::: Data for this task

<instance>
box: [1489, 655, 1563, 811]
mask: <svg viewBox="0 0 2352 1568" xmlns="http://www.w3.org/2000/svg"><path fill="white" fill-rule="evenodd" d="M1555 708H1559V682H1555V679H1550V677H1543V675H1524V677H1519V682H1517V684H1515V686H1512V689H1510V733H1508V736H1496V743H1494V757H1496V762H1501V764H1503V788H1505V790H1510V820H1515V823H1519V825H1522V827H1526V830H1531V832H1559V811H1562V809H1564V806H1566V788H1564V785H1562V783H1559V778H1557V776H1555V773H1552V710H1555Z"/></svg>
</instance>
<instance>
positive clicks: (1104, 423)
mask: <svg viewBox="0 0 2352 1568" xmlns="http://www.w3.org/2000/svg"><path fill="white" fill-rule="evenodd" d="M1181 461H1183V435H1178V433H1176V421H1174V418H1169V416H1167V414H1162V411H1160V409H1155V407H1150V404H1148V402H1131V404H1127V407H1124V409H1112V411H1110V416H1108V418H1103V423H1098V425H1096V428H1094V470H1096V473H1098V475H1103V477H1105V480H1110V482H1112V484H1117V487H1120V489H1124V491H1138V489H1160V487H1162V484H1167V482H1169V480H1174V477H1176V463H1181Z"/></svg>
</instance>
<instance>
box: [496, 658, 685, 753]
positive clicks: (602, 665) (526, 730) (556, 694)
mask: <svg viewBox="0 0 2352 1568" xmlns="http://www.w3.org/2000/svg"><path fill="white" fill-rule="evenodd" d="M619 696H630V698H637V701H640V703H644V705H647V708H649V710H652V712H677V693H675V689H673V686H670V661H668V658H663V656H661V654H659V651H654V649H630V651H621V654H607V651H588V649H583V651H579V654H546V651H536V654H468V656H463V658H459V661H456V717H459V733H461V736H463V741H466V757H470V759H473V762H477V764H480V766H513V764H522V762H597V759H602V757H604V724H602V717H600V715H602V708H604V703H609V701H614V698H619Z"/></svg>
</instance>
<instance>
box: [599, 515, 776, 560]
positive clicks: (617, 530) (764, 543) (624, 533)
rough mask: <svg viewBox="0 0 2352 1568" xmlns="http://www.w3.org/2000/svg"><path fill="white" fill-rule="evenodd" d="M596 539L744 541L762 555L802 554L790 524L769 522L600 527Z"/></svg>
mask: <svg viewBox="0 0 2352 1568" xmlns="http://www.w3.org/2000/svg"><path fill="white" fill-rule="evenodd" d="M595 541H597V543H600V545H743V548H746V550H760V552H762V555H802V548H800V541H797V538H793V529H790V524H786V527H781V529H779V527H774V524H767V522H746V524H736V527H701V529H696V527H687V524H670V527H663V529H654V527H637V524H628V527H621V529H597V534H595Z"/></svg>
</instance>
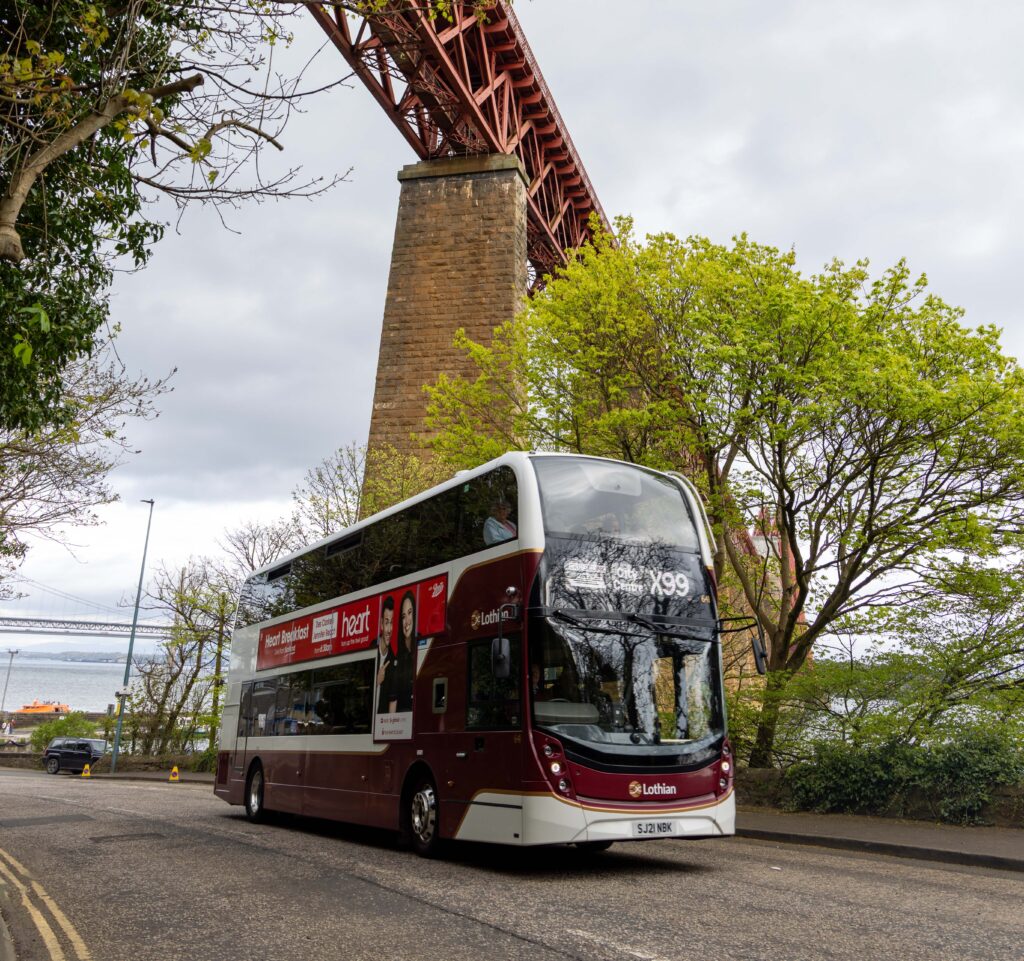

::::::

**Exercise prompt**. Everything from the line with "box: [599, 515, 776, 560]" through the line with "positive clicks: (617, 530)" should be written out exactly as it appears above, end lines included, and nothing outside that range.

**Exercise solution**.
box: [599, 515, 776, 560]
positive clicks: (617, 530) (764, 543) (624, 533)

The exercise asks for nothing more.